■ Reading passage:
-------

Sunday, 6 July 2014

this week on 100 Films

First up this week from 100 Films in a Year, it's my look back at June.


Elsewise, two brand-new reviews were published this week, and they were...


The Killing of a Chinese Bookie (1976/1978)
Ever since I read the blurb for Masters of Cinema's DVD of Maurice Pialat's Police, I've been casually enticed by The Killing of a Chinese Bookie. Said blurb asserts that "Police is a genre-defying excursion rivaled only by John Cassavetes’ The Killing of a Chinese Bookie in the pantheon of cinema’s most idiosyncratic thrillers", which is both a nice turn of phrase and an intriguing one. The thriller is very much a Genre — that is to say, it's a label loaded with rules and expectations, and to be idiosyncratic within such a form is an interesting notion. Both "thriller" and "idiosyncratic" are pretty accurate labels for Chinese Bookie, though
Read more here.


Transformers: Dark of the Moon (2011)
It starts off well, with a virtuoso eight-minute pre-credits sequence that reconfigures the past 50 years of Earth’s spacefaring in the story’s image. OK, so it contains a seriously ill-advised, incredibly poorly-realised CGI JFK, but we can let some things go. Unfortunately, from here on out the movie does its best to pile on stuff we can’t let go.
Read more here.


Finally, several older reviews were new to the new blog...


The Three Musketeers (1973)

-------

■ Data section:
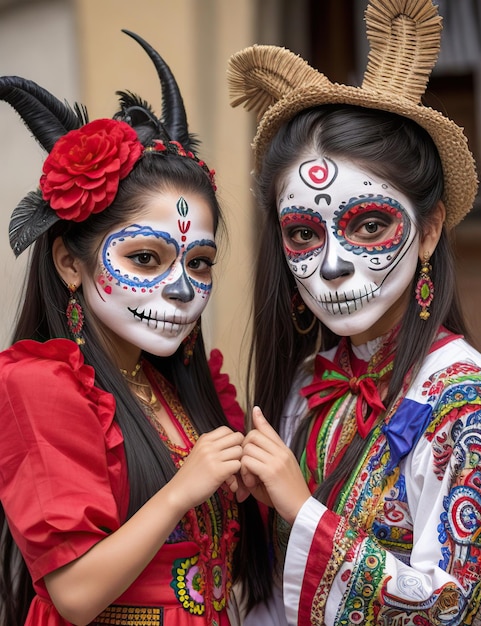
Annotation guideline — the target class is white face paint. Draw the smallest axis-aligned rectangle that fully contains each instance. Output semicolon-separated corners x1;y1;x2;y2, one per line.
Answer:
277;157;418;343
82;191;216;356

-------

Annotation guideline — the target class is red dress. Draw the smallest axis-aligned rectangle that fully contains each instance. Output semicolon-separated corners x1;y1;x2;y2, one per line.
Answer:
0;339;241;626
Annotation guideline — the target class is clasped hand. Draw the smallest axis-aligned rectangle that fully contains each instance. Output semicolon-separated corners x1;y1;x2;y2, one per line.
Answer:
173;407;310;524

-------

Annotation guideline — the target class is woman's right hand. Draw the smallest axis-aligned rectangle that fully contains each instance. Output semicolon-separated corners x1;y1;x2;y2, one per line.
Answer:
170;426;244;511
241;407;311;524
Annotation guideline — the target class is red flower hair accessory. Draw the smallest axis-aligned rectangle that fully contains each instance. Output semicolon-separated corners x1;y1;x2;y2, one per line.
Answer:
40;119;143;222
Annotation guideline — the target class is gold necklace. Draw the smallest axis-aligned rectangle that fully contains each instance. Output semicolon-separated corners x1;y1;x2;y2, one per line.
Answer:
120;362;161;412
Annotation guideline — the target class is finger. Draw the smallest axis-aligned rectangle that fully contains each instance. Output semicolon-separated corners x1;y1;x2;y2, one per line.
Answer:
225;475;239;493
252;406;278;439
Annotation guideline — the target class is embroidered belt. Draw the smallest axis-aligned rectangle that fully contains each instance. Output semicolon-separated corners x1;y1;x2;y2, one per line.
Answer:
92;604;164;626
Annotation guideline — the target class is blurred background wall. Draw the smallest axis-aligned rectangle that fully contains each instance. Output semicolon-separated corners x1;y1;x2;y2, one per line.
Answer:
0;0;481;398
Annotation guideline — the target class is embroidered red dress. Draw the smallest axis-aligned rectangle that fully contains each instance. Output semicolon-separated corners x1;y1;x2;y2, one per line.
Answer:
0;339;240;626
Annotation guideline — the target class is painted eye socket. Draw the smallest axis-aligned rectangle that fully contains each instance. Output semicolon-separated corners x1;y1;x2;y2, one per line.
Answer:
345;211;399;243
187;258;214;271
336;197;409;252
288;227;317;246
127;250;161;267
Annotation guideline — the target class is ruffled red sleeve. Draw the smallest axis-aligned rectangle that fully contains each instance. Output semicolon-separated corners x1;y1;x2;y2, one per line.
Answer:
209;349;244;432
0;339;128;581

-------

■ Requests:
a – Could you condense the paragraph in the film blog post that begins "It starts off well" into two or three shorter sentences while keeping its main points?
b – Would you carry on the film blog post from the point where it stops?

■ Exercise answers:
a – The film opens strongly with a masterful eight-minute pre-credits sequence that reshapes the last 50 years of Earth's space travel to fit its story. That sequence includes a badly made CGI JFK, which can be forgiven. After that, though, the movie keeps piling on flaws that can't be overlooked.

b –
I like a good swashbuckler. I don’t know exactly what it is about sword fights, but they’re probably my most favourite kind of action sequence. The 1973 Three Musketeers, then, is a film I’m slightly amazed I’ve not seen before. Especially as I absolutely loved it.
Read more here.


The Four Musketeers (1974)
It’s a bit grim too [and] none of it sits well with the jolly swashbuckling tone that still dominates. There are some good action sequences nonetheless — for instance, the ice-covered lake; breakfast/siege in the ruined fort; and the burning-building finale — which go some way to make up for the shortcomings.
Read more here.


Star Trek: First Contact (1996)
It gets off to a flying start. The first 20 or 30 minutes in particular move at a rate of knots, churning through plot in a way no blockbuster would seem to dare these days...: a Borg attack; the Enterpise ordered not to join the fight; Picard doing so anyway; the destruction of the Borg cube; the Borg, erm, ball flying into the past; the Enterprise following; meeting Zephram Cochrane and his lot… It’s boom boom boom, moving on. It’s nice to rattle through a tale
Read more here.


More next Sunday.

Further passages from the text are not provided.